#### [Texte fourni]
:::
Au XVIIème siècle, on trouve bien peu d'amour entre les parents et leurs enfants : envoyés chez une nourrice dès les premiers jours ou même les premières heures de leur vie, ils ne reviennent que plusieurs années plus tard dans la maison familiale, auprès de parfaits inconnus. le séjour est bref, puisque l'étape suivante est l'entrée au couvent ou en pension jusqu'au mariage. le phénomène ne concerne pas que les plus riches, la mise en nourrice concernait toutes les classes sociales (quitte à mettre son propre enfant en nourrice pour aller s'occuper des enfants des autres).

Le changement s'opère lentement, pour plusieurs raisons : la première est une prise de conscience de la part des économistes du potentiel humain gâché : combien de bras, combien de soldats un pays perd-il chaque année à cause des mauvais soins apportés aux enfants ? Il est temps d'arrêter ce gaspillage ! Moins cynique, un autre moteur provient du courant philosophique de retour à la Nature et à la valorisation des instincts du « bon sauvage » par rapport à la civilisation corrompue : les animaux et les sauvages gardant leurs enfants près d'eux, les femmes européennes sont invitées à faire de même.
:::
#### [Tâche courte A]
Indiquez uniquement le nombre de lignes des enregistrements qui contiennent la chaîne « every », en respectant la casse.
Les enregistrements n'ont aucun lien avec le texte fourni.
:::
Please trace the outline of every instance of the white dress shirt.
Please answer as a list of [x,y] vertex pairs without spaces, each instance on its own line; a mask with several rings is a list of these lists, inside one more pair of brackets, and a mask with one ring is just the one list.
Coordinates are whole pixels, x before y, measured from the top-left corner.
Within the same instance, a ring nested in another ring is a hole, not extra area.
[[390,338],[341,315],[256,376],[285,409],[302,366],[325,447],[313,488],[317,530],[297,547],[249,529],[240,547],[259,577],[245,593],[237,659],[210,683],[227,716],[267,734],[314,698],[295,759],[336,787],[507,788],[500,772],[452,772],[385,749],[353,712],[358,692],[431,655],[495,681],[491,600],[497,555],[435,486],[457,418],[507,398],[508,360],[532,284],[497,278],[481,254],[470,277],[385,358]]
:::
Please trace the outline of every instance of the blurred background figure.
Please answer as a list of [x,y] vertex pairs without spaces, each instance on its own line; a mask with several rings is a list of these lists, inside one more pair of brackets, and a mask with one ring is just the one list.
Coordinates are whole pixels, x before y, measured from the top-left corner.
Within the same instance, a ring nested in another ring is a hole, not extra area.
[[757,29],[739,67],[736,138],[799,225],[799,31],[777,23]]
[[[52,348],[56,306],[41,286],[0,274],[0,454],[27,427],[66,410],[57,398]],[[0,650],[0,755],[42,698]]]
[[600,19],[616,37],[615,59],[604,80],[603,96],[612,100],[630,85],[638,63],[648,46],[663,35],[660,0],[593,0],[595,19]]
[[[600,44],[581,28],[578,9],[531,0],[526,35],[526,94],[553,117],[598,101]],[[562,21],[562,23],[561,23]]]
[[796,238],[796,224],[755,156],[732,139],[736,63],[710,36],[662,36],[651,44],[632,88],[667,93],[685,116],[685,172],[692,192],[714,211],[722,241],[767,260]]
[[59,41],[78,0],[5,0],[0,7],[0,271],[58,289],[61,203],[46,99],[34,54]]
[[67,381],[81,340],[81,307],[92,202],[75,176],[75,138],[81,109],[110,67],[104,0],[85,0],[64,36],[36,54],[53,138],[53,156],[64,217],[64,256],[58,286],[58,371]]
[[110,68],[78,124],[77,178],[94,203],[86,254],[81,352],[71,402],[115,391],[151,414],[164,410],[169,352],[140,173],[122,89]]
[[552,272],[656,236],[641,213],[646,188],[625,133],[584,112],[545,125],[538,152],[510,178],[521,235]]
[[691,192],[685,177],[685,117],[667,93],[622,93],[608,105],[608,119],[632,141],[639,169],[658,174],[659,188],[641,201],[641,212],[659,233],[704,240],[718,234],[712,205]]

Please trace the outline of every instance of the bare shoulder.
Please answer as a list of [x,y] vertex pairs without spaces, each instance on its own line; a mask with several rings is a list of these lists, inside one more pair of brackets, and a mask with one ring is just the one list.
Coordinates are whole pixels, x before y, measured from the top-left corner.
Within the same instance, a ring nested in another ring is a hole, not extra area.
:::
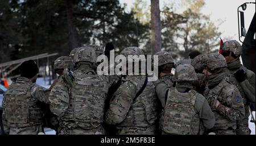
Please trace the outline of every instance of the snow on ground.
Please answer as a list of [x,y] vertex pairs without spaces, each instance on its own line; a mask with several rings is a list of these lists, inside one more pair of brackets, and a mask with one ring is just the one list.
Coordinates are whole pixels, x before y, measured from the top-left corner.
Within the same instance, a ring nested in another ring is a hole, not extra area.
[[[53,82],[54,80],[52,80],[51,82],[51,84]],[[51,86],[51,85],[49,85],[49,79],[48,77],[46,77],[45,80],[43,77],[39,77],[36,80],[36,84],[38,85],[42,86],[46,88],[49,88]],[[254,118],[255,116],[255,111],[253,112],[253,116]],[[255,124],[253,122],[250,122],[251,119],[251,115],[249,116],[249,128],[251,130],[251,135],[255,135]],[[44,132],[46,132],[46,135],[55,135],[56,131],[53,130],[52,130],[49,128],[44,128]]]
:::
#### [Tâche courte B]
Citez mot pour mot l'intégralité du texte fourni.

#### [Réponse complète A]
4

#### [Réponse complète B]
Au XVIIème siècle, on trouve bien peu d'amour entre les parents et leurs enfants : envoyés chez une nourrice dès les premiers jours ou même les premières heures de leur vie, ils ne reviennent que plusieurs années plus tard dans la maison familiale, auprès de parfaits inconnus. le séjour est bref, puisque l'étape suivante est l'entrée au couvent ou en pension jusqu'au mariage. le phénomène ne concerne pas que les plus riches, la mise en nourrice concernait toutes les classes sociales (quitte à mettre son propre enfant en nourrice pour aller s'occuper des enfants des autres).

Le changement s'opère lentement, pour plusieurs raisons : la première est une prise de conscience de la part des économistes du potentiel humain gâché : combien de bras, combien de soldats un pays perd-il chaque année à cause des mauvais soins apportés aux enfants ? Il est temps d'arrêter ce gaspillage ! Moins cynique, un autre moteur provient du courant philosophique de retour à la Nature et à la valorisation des instincts du « bon sauvage » par rapport à la civilisation corrompue : les animaux et les sauvages gardant leurs enfants près d'eux, les femmes européennes sont invitées à faire de même.